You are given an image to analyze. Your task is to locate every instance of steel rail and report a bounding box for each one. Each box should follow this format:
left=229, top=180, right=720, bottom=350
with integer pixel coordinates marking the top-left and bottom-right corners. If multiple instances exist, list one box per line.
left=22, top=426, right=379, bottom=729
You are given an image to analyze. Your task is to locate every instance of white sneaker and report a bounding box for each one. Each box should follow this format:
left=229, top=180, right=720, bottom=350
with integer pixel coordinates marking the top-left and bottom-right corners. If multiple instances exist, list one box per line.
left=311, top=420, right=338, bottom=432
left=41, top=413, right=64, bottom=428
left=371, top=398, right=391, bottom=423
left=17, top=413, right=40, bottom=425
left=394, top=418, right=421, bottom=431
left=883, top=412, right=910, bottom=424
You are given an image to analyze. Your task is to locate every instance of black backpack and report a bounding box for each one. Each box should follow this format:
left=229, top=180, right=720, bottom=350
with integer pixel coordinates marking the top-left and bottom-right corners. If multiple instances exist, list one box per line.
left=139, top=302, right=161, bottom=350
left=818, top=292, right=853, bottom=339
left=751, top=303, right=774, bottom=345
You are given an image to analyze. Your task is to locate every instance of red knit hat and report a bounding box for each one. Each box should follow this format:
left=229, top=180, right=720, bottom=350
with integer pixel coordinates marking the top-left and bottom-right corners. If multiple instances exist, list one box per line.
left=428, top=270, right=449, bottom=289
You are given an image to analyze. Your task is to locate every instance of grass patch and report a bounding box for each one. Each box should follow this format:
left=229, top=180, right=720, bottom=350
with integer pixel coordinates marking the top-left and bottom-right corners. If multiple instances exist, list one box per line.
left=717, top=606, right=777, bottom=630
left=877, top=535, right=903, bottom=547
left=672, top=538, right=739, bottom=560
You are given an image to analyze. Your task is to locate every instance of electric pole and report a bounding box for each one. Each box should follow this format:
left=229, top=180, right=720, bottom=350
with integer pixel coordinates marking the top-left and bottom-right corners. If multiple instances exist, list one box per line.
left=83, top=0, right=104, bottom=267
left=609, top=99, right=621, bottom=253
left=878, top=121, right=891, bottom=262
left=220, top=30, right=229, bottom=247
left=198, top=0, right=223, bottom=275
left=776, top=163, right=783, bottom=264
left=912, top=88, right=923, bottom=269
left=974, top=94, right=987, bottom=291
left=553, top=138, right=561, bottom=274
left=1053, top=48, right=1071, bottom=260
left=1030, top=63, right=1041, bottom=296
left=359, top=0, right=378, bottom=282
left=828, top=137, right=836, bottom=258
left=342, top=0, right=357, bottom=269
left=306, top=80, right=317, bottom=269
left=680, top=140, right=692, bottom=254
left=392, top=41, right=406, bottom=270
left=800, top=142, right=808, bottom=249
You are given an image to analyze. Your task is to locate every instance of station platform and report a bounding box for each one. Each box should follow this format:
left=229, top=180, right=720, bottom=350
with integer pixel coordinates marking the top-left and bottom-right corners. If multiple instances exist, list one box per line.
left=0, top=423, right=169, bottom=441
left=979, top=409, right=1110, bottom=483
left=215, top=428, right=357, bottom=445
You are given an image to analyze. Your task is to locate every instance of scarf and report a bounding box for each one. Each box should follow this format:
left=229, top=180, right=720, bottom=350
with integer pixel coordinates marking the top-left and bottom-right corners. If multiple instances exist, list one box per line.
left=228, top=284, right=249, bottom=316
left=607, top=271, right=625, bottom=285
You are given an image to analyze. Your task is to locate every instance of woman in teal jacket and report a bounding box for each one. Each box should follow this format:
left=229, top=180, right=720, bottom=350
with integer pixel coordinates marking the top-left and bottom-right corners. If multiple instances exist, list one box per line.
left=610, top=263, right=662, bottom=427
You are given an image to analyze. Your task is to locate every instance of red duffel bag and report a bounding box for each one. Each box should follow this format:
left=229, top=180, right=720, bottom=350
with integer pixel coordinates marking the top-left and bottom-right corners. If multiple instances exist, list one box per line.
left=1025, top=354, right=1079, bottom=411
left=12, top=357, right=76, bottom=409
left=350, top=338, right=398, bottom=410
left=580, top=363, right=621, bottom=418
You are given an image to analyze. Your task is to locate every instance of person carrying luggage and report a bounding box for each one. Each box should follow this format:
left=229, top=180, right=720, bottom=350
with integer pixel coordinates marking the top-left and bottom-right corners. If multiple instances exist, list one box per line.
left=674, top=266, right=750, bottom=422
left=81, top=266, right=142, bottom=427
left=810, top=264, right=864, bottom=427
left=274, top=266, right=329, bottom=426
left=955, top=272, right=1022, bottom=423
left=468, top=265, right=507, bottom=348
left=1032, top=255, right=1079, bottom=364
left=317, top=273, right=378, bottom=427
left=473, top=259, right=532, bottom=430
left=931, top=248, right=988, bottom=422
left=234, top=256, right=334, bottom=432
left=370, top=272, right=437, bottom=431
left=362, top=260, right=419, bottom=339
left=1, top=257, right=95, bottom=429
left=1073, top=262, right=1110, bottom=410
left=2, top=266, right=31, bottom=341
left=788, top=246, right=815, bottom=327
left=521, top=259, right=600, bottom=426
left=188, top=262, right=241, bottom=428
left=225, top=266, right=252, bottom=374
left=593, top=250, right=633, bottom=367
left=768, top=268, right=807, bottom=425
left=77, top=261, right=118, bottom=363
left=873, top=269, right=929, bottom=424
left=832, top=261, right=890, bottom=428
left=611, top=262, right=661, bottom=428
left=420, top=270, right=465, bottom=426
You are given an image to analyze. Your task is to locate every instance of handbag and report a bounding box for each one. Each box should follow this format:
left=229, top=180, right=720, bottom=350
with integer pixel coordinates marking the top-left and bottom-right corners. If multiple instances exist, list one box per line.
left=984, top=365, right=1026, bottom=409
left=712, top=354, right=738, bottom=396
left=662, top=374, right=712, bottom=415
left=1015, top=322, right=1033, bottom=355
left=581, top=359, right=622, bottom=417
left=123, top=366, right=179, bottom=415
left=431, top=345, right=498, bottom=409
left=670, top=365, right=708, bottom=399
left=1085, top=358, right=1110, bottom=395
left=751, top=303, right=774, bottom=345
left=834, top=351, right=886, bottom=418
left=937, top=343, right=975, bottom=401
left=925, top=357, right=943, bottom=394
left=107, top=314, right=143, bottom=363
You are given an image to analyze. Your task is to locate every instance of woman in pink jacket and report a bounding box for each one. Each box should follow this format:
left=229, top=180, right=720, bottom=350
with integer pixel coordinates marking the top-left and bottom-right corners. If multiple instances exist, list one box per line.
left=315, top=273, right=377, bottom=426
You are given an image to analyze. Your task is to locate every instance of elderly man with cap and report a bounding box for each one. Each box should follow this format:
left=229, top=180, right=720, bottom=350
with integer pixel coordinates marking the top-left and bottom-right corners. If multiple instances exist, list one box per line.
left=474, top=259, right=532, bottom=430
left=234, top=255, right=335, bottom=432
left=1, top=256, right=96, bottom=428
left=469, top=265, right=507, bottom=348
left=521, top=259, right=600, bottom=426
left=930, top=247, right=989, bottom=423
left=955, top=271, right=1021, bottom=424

Problem:
Reproduce all of the material verbatim.

Exercise response:
You are given an image to analyze. Your task is to locate every instance of steel rail and report a bounding box for each one. Each box should follow this format:
left=229, top=180, right=720, bottom=350
with integer pixel coordinates marking the top-left and bottom-right corners. If multiple instances exist, list one box per line.
left=22, top=426, right=379, bottom=729
You are given an image to analyze. Your task is to locate every instance of white sneaker and report a bounding box for each one. Each box should follow this format:
left=229, top=180, right=720, bottom=350
with integer pixel coordinates marking the top-left and bottom-right corners. If multiple instances exist, list one box per line.
left=311, top=420, right=338, bottom=432
left=41, top=413, right=64, bottom=428
left=371, top=398, right=391, bottom=423
left=17, top=413, right=40, bottom=425
left=394, top=418, right=421, bottom=431
left=883, top=412, right=910, bottom=424
You are given an image to analyze. Your task is to locate every instance of black backpack and report a bounding box for each one. Each box should follow this format:
left=229, top=180, right=720, bottom=350
with integer pixel coordinates marking the top-left and bottom-right corners. If multiple instances exist, list one box per line.
left=139, top=302, right=161, bottom=350
left=818, top=292, right=853, bottom=339
left=751, top=303, right=774, bottom=345
You are given an image to analyze. Your task is to locate every instance of red knit hat and report a bounding box for each one. Each box should follow this format:
left=229, top=180, right=720, bottom=350
with integer pixel coordinates marking the top-left and bottom-right corners. If multiple instances exist, list one box per line.
left=428, top=270, right=449, bottom=289
You are given an image to analyze. Your task is to locate every instance of grass patch and report a bounding box for each one. Each box should follow this format:
left=229, top=180, right=720, bottom=350
with integer pixel coordinates marking the top-left and bottom-right corners. If multiple instances exist, list one box per line.
left=717, top=606, right=777, bottom=630
left=877, top=535, right=903, bottom=547
left=672, top=538, right=739, bottom=560
You are given an image to analyze. Your task is to locate every instance of electric pole and report a bounding box for each one. Each box should follow this format:
left=229, top=180, right=720, bottom=350
with integer pixel coordinates marking the top-left and bottom-right corners. If multiple instances exist, list one box per line.
left=83, top=0, right=104, bottom=267
left=609, top=99, right=621, bottom=253
left=878, top=121, right=891, bottom=262
left=220, top=30, right=229, bottom=247
left=198, top=0, right=223, bottom=275
left=776, top=163, right=783, bottom=264
left=912, top=88, right=923, bottom=269
left=974, top=94, right=987, bottom=291
left=553, top=138, right=561, bottom=274
left=1053, top=48, right=1071, bottom=260
left=1030, top=63, right=1041, bottom=296
left=359, top=0, right=378, bottom=282
left=828, top=137, right=836, bottom=258
left=342, top=0, right=357, bottom=269
left=306, top=80, right=317, bottom=269
left=680, top=140, right=692, bottom=254
left=392, top=41, right=406, bottom=270
left=800, top=142, right=808, bottom=249
You are given an image to analyze. Your task is to locate every instance of station platform and report a bounding box for each one. Each box should follow this format:
left=229, top=180, right=720, bottom=350
with integer pixel coordinates marking the top-left and bottom-right corners. If multiple instances exist, list one box per line.
left=0, top=423, right=169, bottom=441
left=979, top=409, right=1110, bottom=483
left=215, top=428, right=357, bottom=445
You are given an image to analyze. Your task is to locate every instance of scarf and report a bounding box for each one. Each box should follow this format:
left=229, top=180, right=720, bottom=350
with integer pixel coordinates marking the top-left and bottom-right corners. If multiple instances exist, list one box per line.
left=228, top=284, right=249, bottom=316
left=607, top=271, right=625, bottom=285
You are given an image to analyze. Your task is to locate every instance of woman in teal jacket and report a bounding box for each one. Each box should follow this format:
left=229, top=180, right=720, bottom=350
with integer pixel coordinates marking the top-left and bottom-right corners. If multiple instances exist, list one box per line.
left=610, top=263, right=662, bottom=427
You are given an image to analyze. Your task is to locate every instance of red duffel bag and report a bounding box for each one. Each box should follow this format:
left=229, top=180, right=720, bottom=350
with integer pixel coordinates marking the top-left and bottom-right corners. If multiple instances exist, list one box per line.
left=1025, top=354, right=1079, bottom=411
left=12, top=357, right=76, bottom=409
left=350, top=338, right=398, bottom=410
left=580, top=363, right=621, bottom=418
You are given an image to analyze. Your task is to locate every instance of person carrying luggage and report a bounding box for each one. Each box should follow this format:
left=229, top=180, right=720, bottom=350
with integer pixel coordinates marking the top-left and bottom-right corners. If multiple instances exist, list one box per line.
left=674, top=266, right=750, bottom=422
left=81, top=266, right=142, bottom=427
left=810, top=264, right=864, bottom=427
left=274, top=266, right=329, bottom=426
left=955, top=272, right=1022, bottom=423
left=468, top=265, right=507, bottom=348
left=1032, top=255, right=1079, bottom=364
left=317, top=273, right=378, bottom=427
left=473, top=259, right=532, bottom=430
left=931, top=248, right=988, bottom=422
left=234, top=256, right=334, bottom=432
left=370, top=272, right=437, bottom=431
left=362, top=260, right=419, bottom=339
left=1, top=257, right=95, bottom=429
left=1073, top=262, right=1110, bottom=410
left=2, top=266, right=31, bottom=341
left=788, top=246, right=815, bottom=327
left=521, top=259, right=600, bottom=426
left=188, top=262, right=241, bottom=428
left=225, top=266, right=252, bottom=374
left=593, top=250, right=633, bottom=367
left=768, top=268, right=807, bottom=425
left=77, top=261, right=118, bottom=363
left=873, top=269, right=929, bottom=424
left=832, top=261, right=890, bottom=428
left=611, top=262, right=661, bottom=428
left=420, top=270, right=465, bottom=426
You are given an image to analyze. Your task is to locate every instance of handbag and report a bounding box for each one. Each box should follow this format:
left=229, top=180, right=720, bottom=350
with integer pixel coordinates marking the top-left and bottom-right corners. If multiple instances exist, list one box per line.
left=984, top=365, right=1026, bottom=409
left=712, top=354, right=738, bottom=396
left=662, top=374, right=712, bottom=415
left=1015, top=322, right=1033, bottom=355
left=581, top=359, right=622, bottom=417
left=123, top=366, right=179, bottom=415
left=431, top=345, right=498, bottom=409
left=670, top=365, right=708, bottom=399
left=1085, top=358, right=1110, bottom=395
left=751, top=303, right=774, bottom=345
left=834, top=351, right=886, bottom=418
left=937, top=343, right=975, bottom=401
left=925, top=357, right=943, bottom=394
left=107, top=314, right=143, bottom=363
You are given an image to analyze. Your task is to locate every instance of woman in pink jacket and report a bounding box for each one. Each box should follow this format:
left=229, top=180, right=720, bottom=350
with integer pixel coordinates marking the top-left and bottom-right corners. If multiple instances exist, list one box per line.
left=315, top=273, right=377, bottom=426
You are given an image to analyze. Your task is to locate every instance of elderly man with cap and report a bounding box for each one. Each box should follow this format:
left=229, top=180, right=720, bottom=350
with integer pixel coordinates marking the top-left and bottom-right corners. If multiple instances exist, list one box per line.
left=474, top=259, right=532, bottom=430
left=234, top=255, right=335, bottom=432
left=1, top=256, right=96, bottom=428
left=469, top=265, right=507, bottom=348
left=521, top=259, right=600, bottom=426
left=930, top=247, right=989, bottom=423
left=955, top=271, right=1021, bottom=424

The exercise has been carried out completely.